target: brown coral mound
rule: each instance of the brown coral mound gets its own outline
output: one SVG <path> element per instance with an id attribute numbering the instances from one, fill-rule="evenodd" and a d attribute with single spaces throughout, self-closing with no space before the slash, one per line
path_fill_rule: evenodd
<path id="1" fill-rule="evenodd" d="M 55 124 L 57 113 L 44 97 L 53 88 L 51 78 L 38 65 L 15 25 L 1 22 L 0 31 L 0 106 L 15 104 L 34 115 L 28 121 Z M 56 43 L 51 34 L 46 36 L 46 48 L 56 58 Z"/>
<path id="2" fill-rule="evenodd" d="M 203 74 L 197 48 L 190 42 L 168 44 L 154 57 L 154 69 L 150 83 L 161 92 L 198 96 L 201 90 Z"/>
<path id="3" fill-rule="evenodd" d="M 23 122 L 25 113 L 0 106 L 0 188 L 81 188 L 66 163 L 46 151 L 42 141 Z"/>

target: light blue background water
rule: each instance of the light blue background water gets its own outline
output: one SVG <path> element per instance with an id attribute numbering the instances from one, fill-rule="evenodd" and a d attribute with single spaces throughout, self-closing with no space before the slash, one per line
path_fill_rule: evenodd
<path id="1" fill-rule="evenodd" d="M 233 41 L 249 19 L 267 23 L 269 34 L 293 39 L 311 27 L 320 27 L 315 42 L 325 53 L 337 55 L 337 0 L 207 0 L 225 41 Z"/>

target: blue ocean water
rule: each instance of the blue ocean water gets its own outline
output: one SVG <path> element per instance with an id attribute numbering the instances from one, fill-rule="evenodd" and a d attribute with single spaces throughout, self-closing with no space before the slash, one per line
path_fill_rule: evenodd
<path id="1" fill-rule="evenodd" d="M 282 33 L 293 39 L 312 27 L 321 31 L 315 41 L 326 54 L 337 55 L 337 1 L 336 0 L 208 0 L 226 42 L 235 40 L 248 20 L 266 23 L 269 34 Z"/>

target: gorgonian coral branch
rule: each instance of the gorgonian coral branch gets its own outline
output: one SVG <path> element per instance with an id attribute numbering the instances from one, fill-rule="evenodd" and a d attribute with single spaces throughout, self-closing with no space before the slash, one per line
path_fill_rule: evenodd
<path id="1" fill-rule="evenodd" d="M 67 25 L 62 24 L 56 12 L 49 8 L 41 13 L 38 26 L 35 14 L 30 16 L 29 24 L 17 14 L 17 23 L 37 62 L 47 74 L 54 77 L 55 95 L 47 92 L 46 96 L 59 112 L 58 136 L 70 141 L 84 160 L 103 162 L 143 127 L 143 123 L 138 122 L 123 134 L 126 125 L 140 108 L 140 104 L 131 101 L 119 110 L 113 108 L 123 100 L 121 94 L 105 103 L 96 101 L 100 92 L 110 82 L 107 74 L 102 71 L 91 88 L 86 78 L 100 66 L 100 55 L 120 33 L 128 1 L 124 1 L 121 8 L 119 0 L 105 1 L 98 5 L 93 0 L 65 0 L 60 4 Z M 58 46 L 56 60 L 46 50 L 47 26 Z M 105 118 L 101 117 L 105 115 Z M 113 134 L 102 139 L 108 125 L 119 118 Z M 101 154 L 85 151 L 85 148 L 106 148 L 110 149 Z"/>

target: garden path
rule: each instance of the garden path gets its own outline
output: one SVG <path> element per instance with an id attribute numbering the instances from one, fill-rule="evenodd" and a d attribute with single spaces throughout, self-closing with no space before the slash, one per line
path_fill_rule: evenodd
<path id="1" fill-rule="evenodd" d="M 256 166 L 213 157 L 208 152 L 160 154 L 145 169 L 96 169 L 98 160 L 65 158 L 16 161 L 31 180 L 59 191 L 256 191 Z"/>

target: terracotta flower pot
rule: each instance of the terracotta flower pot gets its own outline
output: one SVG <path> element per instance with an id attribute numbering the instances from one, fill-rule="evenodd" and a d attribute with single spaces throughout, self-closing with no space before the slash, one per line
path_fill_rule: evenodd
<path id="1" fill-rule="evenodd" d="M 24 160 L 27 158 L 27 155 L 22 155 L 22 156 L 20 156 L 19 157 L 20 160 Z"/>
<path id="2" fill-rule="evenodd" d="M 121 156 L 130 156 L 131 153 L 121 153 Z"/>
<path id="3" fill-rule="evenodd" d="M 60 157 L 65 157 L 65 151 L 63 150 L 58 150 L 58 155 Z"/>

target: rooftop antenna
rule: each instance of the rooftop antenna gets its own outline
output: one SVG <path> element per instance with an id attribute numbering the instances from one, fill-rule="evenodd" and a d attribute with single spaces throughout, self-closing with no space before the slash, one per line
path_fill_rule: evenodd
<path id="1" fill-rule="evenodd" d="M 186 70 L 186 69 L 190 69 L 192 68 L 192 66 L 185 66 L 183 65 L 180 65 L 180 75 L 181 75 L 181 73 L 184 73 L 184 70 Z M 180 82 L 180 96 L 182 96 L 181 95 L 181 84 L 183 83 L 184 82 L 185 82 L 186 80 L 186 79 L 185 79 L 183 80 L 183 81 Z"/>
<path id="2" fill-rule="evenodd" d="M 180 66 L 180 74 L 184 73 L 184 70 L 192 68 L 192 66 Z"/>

> _Given exercise_:
Reproduce the records above in full, substituting "receives a separate outline" for every occurrence of "gets its own outline" and changing nothing else.

> _Completed task_:
target: brown coral mound
rule: each instance of the brown coral mound receives a separate outline
output: one SVG <path> element per instance with an id attribute numbering the instances from one, fill-rule="evenodd" and a d attribute with single spaces throughout, self-closing with no space before the slash, one per line
path_fill_rule: evenodd
<path id="1" fill-rule="evenodd" d="M 55 124 L 57 113 L 44 97 L 53 88 L 51 78 L 38 65 L 15 25 L 1 22 L 0 31 L 0 106 L 15 104 L 34 115 L 28 121 Z M 56 43 L 51 34 L 46 36 L 46 48 L 56 58 Z"/>
<path id="2" fill-rule="evenodd" d="M 203 74 L 197 48 L 190 42 L 168 44 L 154 57 L 154 69 L 150 83 L 161 92 L 198 96 L 201 90 Z"/>
<path id="3" fill-rule="evenodd" d="M 23 122 L 25 113 L 0 106 L 0 188 L 81 188 L 66 163 L 46 151 L 42 141 Z"/>

target: light blue background water
rule: each instance of the light blue background water receives a separate outline
output: one SVG <path> element per instance with an id attribute numbering the instances from one, fill-rule="evenodd" and a d attribute with single spaces throughout, self-closing with no space before the slash, one per line
path_fill_rule: evenodd
<path id="1" fill-rule="evenodd" d="M 233 41 L 249 19 L 267 23 L 269 34 L 293 39 L 311 27 L 320 27 L 315 42 L 325 53 L 337 55 L 337 0 L 207 0 L 225 41 Z"/>

target: blue ocean water
rule: each instance of the blue ocean water receives a separate outline
output: one SVG <path> element per instance with an id attribute numbering the instances from one, fill-rule="evenodd" and a d attribute with single spaces throughout, self-closing with no space before the slash, one per line
path_fill_rule: evenodd
<path id="1" fill-rule="evenodd" d="M 282 33 L 293 39 L 312 27 L 321 31 L 315 41 L 326 54 L 337 55 L 337 1 L 336 0 L 208 0 L 226 42 L 235 40 L 248 20 L 266 23 L 269 34 Z"/>

target: gorgonian coral branch
rule: each instance of the gorgonian coral branch receives a separate outline
output: one SVG <path> element per instance with an id attribute numbering the instances from one, fill-rule="evenodd" and a d attribute with single spaces throughout, self-closing with no space before the slash, one per line
path_fill_rule: evenodd
<path id="1" fill-rule="evenodd" d="M 67 25 L 62 24 L 56 12 L 49 8 L 41 13 L 38 26 L 35 14 L 30 16 L 29 24 L 17 14 L 17 23 L 37 62 L 47 74 L 54 77 L 55 95 L 47 92 L 46 96 L 59 112 L 58 136 L 70 141 L 84 160 L 103 162 L 143 127 L 143 123 L 138 122 L 123 134 L 126 125 L 140 108 L 140 104 L 131 101 L 119 110 L 113 108 L 123 100 L 121 94 L 105 103 L 96 101 L 100 92 L 110 82 L 107 74 L 102 71 L 91 88 L 86 78 L 100 66 L 100 55 L 120 33 L 128 1 L 124 1 L 121 8 L 119 0 L 105 1 L 98 5 L 93 0 L 65 0 L 60 4 Z M 58 46 L 56 60 L 46 50 L 47 26 Z M 105 118 L 101 117 L 105 115 Z M 113 134 L 102 139 L 108 125 L 119 118 Z M 101 154 L 85 151 L 85 148 L 106 148 L 110 149 Z"/>

target: garden path
rule: each instance of the garden path receives a separate outline
output: one SVG <path> element per instance with an id attribute numbering the instances from one, fill-rule="evenodd" and a d attribute with single spaces throughout, self-closing with no space before the slash, one per line
path_fill_rule: evenodd
<path id="1" fill-rule="evenodd" d="M 256 166 L 213 157 L 208 152 L 160 154 L 145 169 L 96 169 L 98 160 L 65 158 L 16 161 L 31 180 L 59 191 L 256 191 Z"/>

target: terracotta flower pot
rule: each instance of the terracotta flower pot receives a separate outline
output: one SVG <path> element per instance with an id attribute numbering the instances from one, fill-rule="evenodd" and a d attribute with single spaces throughout, self-closing with no space before the slash, one per line
path_fill_rule: evenodd
<path id="1" fill-rule="evenodd" d="M 24 160 L 27 158 L 27 155 L 22 155 L 22 156 L 20 156 L 19 157 L 20 160 Z"/>
<path id="2" fill-rule="evenodd" d="M 121 156 L 130 156 L 131 153 L 121 153 Z"/>
<path id="3" fill-rule="evenodd" d="M 60 157 L 65 157 L 65 151 L 63 150 L 58 150 L 58 155 Z"/>

target: rooftop antenna
rule: each instance of the rooftop antenna receives a separate outline
output: one SVG <path> element per instance with an id attribute numbering the instances from one, fill-rule="evenodd" and a d attribute with single spaces throughout, self-closing with no space before the slash, one per line
path_fill_rule: evenodd
<path id="1" fill-rule="evenodd" d="M 186 70 L 186 69 L 190 69 L 192 68 L 192 66 L 185 66 L 183 65 L 180 65 L 180 75 L 181 75 L 181 73 L 184 73 L 184 70 Z M 180 82 L 180 96 L 182 96 L 181 95 L 181 84 L 183 83 L 184 82 L 185 82 L 186 80 L 186 79 L 185 79 L 183 80 L 183 81 Z"/>
<path id="2" fill-rule="evenodd" d="M 180 66 L 180 74 L 184 73 L 184 70 L 192 68 L 192 66 Z"/>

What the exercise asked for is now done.